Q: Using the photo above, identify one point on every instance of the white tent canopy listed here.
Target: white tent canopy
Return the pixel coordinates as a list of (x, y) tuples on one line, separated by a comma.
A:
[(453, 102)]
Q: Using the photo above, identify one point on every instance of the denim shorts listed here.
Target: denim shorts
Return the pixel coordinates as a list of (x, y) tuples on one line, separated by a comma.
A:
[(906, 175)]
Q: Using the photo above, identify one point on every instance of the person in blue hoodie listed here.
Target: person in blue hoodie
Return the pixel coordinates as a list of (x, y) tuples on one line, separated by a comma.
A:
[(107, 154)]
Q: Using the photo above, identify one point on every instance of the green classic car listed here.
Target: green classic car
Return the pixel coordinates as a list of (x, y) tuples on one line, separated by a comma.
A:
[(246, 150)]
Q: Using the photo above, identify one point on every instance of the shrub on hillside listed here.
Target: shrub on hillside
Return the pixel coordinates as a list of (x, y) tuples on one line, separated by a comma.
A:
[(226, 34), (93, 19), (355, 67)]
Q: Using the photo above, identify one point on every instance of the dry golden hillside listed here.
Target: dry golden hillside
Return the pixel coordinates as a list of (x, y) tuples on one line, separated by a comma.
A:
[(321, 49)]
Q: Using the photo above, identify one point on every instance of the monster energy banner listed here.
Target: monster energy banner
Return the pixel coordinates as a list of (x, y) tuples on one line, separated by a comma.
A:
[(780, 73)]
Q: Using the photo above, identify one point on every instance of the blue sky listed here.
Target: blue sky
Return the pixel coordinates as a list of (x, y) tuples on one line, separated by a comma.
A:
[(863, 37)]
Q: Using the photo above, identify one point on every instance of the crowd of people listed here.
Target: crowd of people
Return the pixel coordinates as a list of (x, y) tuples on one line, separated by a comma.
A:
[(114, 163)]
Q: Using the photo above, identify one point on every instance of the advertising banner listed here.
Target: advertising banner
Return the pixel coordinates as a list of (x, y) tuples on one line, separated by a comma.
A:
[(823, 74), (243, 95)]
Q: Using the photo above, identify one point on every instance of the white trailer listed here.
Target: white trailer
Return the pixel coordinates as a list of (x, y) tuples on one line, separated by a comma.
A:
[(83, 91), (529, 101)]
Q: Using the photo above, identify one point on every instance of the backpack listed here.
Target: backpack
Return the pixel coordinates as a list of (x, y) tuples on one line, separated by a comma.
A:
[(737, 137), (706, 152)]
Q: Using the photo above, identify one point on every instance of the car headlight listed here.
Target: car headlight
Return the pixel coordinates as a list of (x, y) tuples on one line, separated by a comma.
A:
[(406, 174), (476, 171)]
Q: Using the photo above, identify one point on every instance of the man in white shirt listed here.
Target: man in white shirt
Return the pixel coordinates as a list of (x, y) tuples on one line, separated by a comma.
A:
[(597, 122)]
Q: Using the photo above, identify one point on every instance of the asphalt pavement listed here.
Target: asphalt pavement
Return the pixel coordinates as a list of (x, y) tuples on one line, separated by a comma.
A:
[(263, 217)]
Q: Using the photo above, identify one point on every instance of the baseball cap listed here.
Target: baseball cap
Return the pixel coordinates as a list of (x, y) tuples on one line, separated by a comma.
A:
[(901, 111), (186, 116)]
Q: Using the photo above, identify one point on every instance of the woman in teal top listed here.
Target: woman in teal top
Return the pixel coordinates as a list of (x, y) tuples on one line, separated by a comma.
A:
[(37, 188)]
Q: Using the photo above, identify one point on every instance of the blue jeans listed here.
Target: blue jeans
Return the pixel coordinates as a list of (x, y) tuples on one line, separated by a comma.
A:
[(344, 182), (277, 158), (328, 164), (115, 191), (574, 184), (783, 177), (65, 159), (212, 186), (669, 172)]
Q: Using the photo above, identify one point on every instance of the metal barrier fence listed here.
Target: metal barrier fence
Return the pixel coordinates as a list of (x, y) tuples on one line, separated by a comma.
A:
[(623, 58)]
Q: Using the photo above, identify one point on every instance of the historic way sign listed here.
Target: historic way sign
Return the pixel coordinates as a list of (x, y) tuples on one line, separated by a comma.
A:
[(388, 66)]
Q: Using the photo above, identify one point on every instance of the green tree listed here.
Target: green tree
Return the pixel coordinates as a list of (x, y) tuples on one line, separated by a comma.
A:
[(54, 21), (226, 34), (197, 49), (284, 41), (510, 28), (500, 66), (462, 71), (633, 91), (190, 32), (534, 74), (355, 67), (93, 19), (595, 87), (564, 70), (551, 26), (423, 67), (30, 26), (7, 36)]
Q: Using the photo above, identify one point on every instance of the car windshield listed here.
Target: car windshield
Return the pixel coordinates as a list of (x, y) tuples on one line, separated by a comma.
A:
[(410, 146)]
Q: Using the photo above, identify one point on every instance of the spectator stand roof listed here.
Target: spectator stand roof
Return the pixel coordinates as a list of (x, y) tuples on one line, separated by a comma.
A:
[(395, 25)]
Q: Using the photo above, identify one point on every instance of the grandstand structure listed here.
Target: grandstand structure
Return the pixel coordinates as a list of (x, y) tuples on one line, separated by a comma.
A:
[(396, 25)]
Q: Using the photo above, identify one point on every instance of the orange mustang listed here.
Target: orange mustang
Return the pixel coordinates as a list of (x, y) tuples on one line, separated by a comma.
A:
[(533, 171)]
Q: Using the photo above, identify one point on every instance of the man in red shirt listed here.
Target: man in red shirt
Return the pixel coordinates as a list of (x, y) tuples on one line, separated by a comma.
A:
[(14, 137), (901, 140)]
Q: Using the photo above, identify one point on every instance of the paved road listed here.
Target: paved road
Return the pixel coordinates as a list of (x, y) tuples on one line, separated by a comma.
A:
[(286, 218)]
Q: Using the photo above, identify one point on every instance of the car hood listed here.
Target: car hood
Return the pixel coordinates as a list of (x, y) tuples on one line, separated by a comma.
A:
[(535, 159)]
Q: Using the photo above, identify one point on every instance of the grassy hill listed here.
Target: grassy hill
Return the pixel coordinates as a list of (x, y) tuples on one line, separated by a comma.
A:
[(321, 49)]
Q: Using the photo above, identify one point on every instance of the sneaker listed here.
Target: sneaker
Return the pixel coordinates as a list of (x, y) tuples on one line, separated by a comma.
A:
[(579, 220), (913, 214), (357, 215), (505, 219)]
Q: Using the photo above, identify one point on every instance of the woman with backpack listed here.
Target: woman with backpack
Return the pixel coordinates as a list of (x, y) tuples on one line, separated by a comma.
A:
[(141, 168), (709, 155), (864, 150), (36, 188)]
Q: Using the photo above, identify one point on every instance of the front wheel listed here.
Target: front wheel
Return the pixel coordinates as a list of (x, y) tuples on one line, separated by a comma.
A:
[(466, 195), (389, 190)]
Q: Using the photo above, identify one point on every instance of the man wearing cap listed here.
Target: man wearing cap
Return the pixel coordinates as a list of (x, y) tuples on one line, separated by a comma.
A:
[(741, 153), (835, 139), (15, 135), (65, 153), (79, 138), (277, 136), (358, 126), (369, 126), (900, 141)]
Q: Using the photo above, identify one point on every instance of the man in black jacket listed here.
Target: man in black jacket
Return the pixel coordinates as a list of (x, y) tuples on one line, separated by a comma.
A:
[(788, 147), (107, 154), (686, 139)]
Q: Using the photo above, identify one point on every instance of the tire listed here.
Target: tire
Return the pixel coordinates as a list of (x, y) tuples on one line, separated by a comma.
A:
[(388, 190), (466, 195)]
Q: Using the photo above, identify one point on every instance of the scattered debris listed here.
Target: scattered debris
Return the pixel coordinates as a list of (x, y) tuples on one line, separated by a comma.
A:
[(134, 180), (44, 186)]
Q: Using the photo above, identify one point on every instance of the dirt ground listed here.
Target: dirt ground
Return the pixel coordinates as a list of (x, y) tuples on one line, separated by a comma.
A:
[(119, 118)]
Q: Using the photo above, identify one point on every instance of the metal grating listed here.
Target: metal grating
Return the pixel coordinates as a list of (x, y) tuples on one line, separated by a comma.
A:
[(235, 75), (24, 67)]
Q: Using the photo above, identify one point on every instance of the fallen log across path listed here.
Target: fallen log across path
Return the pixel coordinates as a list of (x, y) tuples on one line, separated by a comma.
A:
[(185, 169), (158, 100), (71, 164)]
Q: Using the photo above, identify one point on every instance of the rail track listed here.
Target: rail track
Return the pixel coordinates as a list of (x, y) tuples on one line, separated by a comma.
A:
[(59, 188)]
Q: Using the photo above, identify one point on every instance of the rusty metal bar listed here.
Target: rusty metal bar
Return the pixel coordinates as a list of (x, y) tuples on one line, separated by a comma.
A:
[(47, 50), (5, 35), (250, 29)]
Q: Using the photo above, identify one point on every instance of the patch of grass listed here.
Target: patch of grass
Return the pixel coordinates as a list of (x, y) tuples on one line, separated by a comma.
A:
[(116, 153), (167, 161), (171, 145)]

--

Extract exactly and only the lines above from the line containing "Target: baseball cap" through the line containing "Target: woman in teal top", both end lines included.

Solution:
Target: baseball cap
Return the pixel coordinates as a list of (x, y) tuples on one line, separated by a comma.
A:
[(901, 111), (186, 116)]
Q: Using the photo above, identify one point on every instance of the woman in teal top listed here.
Target: woman in teal top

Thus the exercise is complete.